**Work item A**
From the usability research passage below, reproduce the span from "When stakeholders press" to "the statistical context." word for word.
**Work item B**
Translate this sentence from the usability research passage below into Spanish: "Qualitative studies are typically formative; their goal is to explore issues, generate ideas, and inform design improvements."
**Work item C**
Continue the usability research passage below, picking up after its final sentence in the same style.

**Page text**
Let’s say you test 10 customers and 7 of them successfully complete a task. Your observed success rate is 70%. That might sound good, but the 95% confidence interval for this result is approximately 35% to 93%.
This means the true success rate for your entire customer population could be as low as 35% (a failure) or as high as 93% (a success). The range is so wide that the 70% figure is practically meaningless for making business decisions. Your measurement error is simply too large for the number to be trustworthy(3).
Beyond sample size, the very nature of qualitative research makes its numbers unreliable. Qualitative studies are typically formative; their goal is to explore issues, generate ideas, and inform design improvements. The study protocol is often flexible by design. A good moderator might probe deeper on certain topics, ask unscripted follow-up questions, or even alter tasks between participants to explore emerging themes.
This flexibility is a strength for uncovering insights, but it introduces variability that contaminates quantitative metrics. One participant might succeed only after receiving a hint from the moderator, while another succeeds independently. Reporting that both were “successful” ignores the critical context that the qualitative method was designed to capture.
In contrast, summative research, like a large-scale quantitative study, uses a rigid, standardized protocol to ensure that all participants are treated identically, thereby minimizing measurement error and ensuring the internal validity of the results(4).
When stakeholders press for numbers from your qualitative research, it’s your job to frame the data correctly. Never report percentages or averages from small-sample studies without providing the statistical context.
Instead of this: “70% of users were able to complete the task.”
Say this: “In our study with 10 participants, 7 were able to complete the task. However, due to the small sample size, the true success rate for all customers could be anywhere from 35% to 93%. The key finding isn’t the number, but the specific issues we identified that prevented the other three participants from succeeding.”
Instead of this: “The new design’s ease-of-use rating was much higher than the old design’s (6.2 vs. 5.1).”
Say this: “While the new design scored higher on ease-of-use among our small sample, this difference was not statistically significant. This means we can’t be confident that the new design is actually better for our entire user base. The qualitative feedback, however, suggests that customers found the new navigation clearer, which is a promising directional insight.”

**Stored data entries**
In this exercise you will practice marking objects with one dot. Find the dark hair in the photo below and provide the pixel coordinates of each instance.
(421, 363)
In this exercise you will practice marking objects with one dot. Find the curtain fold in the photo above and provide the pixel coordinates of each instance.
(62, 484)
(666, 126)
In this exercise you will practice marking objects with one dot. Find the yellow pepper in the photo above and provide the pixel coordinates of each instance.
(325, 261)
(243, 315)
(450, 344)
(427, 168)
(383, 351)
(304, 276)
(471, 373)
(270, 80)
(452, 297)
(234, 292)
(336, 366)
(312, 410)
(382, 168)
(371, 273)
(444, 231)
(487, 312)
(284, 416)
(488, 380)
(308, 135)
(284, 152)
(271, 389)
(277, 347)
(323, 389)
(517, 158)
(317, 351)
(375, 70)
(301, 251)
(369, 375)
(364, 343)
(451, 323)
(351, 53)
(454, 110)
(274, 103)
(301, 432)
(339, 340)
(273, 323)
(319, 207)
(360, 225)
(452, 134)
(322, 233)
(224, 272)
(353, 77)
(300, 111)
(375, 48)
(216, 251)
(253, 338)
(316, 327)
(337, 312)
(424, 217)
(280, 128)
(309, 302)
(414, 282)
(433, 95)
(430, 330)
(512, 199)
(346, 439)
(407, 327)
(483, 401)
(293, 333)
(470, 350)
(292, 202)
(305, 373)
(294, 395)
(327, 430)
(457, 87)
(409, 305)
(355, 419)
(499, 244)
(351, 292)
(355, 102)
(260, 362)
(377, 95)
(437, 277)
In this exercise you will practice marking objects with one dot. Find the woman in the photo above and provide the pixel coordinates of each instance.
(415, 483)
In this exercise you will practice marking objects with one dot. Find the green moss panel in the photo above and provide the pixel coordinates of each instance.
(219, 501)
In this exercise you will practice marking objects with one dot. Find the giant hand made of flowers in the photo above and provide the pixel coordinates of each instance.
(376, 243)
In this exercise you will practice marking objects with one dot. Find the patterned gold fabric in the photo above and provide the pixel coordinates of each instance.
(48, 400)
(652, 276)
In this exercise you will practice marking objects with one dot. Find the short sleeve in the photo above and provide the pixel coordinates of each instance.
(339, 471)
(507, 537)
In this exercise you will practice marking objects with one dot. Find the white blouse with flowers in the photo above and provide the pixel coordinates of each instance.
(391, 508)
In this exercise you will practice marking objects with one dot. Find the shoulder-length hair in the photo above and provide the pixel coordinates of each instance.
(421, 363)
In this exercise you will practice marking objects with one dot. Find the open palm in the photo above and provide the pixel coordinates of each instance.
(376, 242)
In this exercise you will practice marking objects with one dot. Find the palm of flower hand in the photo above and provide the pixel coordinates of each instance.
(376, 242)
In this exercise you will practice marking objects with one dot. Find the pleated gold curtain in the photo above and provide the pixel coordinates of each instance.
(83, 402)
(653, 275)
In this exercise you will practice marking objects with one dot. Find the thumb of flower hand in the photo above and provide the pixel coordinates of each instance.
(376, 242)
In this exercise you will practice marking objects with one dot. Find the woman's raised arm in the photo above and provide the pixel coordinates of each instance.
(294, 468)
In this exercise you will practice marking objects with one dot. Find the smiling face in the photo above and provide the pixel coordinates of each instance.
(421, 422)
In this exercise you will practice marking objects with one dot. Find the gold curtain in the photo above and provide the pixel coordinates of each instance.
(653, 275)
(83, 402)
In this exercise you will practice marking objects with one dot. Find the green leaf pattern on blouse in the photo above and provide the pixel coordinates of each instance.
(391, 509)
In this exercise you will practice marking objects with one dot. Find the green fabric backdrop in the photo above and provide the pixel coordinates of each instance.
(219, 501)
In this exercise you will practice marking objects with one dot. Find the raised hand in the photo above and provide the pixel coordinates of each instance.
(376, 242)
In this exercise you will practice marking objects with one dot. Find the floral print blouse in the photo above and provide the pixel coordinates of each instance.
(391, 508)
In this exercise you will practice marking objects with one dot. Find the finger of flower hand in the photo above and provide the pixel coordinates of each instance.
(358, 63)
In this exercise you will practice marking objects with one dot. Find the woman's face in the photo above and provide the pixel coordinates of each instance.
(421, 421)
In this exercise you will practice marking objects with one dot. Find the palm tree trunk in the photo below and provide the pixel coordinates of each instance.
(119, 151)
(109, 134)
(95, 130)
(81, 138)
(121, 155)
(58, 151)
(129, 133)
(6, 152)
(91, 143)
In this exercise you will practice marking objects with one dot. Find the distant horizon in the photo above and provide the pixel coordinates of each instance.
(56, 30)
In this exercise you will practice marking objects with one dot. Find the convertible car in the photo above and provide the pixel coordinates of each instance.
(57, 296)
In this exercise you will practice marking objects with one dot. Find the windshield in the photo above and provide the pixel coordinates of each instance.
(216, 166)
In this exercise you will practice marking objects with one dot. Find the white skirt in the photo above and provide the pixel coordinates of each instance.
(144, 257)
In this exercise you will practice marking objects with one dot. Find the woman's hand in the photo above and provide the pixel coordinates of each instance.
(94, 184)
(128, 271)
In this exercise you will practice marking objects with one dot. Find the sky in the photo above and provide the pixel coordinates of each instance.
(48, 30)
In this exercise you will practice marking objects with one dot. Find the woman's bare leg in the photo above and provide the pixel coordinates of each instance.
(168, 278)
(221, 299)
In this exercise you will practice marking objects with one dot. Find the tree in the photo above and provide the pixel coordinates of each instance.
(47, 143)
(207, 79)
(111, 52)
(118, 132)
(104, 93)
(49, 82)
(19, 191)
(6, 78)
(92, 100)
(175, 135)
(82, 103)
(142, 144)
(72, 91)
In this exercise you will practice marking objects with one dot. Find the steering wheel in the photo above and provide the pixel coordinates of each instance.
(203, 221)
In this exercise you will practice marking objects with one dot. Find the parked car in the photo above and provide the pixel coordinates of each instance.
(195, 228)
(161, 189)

**Written reply A**
When stakeholders press for numbers from your qualitative research, it’s your job to frame the data correctly. Never report percentages or averages from small-sample studies without providing the statistical context.

**Written reply B**
Los estudios cualitativos suelen ser formativos; su objetivo es explorar problemas, generar ideas y orientar mejoras de diseño.

**Written reply C**
Qualitative research is a powerful tool for exploring the complexity of the customer experience. It provides the stories, the context, and the “why” that numbers alone can never reveal. But it is not designed to produce reliable quantitative metrics from small samples.
As a CX professional, your credibility depends on your ability to use research methods appropriately and communicate their findings accurately. Resist the temptation to pull impressive-sounding but statistically meaningless numbers from your qualitative work. Instead, focus on the rich, actionable insights that this type of research excels at delivering. Educate your stakeholders on the difference and guide them toward using the right research for the right questions.
(1) Cappelleri, J. C., Lundy, J. J., & Hays, R. D. (2014). Overview of classical test theory and item response theory for quantitative assessment of items in developing patient-reported outcome measures. Clinical Therapeutics, 36(5), 648-662.
https://pmc.ncbi.nlm.nih.gov/articles/PMC4096146/
(2) Faber, J., & Fonseca, L. M. (2014). How sample size influences research outcomes. Dental Press Journal of Orthodontics, 19(4), 27-29.
https://pmc.ncbi.nlm.nih.gov/articles/PMC4296634/
(3) Hazra, A. (2017). Using the confidence interval confidently. Journal of Thoracic Disease, 9(10), 4125-4130.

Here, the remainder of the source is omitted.